### Trecho da página
»»
Valor Econômico, n. 4920, 16/01/2020. Brasil, p. A8

Bolsonaro desiste de dar subsídio à luz de igrejas
Matheus Schuch


A despeito de sua proximidade com a bancada evangélica, o presidente Jair Bolsonaro voltou atrás na ideia de conceder subsídios de energia elétrica a templos religiosos. O assunto gerou divergências junto à equipe econômica, que defende a redução de gastos da União com esse tipo de benefício. Ontem, depois de se reunir com o presidente da bancada evangélica, deputado Silas Câmara (Podemos-AM), e o pastor R. R. Soares, Bolsonaro decidiu suspender as tratativas.

“Não tem negociação neste sentido, esta é uma decisão minha”, afirmou Bolsonaro. “O impacto seria mínimo na ponta da linha, mas a política da Economia é não ter mais incentivos”.

A pedido do presidente, o Ministério de Minas e Energia chegou a elaborar a minuta de um decreto sobre o tema. Bolsonaro relativizou a situação, disse que pede pareceres a diferentes ministérios para embasar suas decisões. Admitiu que neste caso, porém, o benefício às igrejas significaria prejuízo a outros consumidores.
««
### Tarefas
1/ Relacione todas as pessoas cujo nome aparece na reportagem, incluindo quem a assina.
2/ De acordo com a reportagem, qual ministério chegou a elaborar a minuta de um decreto sobre o subsídio de energia aos templos?
Os dados constituem um material à parte, independente da reportagem.

### Dados extraídos
»»
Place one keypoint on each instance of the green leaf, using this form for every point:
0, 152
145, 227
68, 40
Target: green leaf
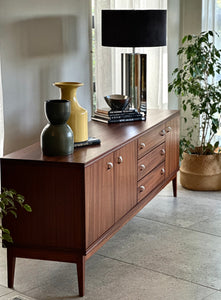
27, 208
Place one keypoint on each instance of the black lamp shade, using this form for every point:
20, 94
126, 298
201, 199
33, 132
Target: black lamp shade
133, 28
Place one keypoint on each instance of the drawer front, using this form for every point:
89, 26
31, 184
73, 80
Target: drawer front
151, 139
150, 161
148, 183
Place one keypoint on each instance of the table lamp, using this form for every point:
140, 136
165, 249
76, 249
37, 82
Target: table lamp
134, 28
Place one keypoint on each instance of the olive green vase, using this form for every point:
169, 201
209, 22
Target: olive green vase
57, 137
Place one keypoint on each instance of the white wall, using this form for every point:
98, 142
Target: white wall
173, 42
41, 42
190, 23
««
### Respostas em ordem
1/ Matheus Schuch, Jair Bolsonaro, Silas Câmara e R. R. Soares.

2/ O Ministério de Minas e Energia.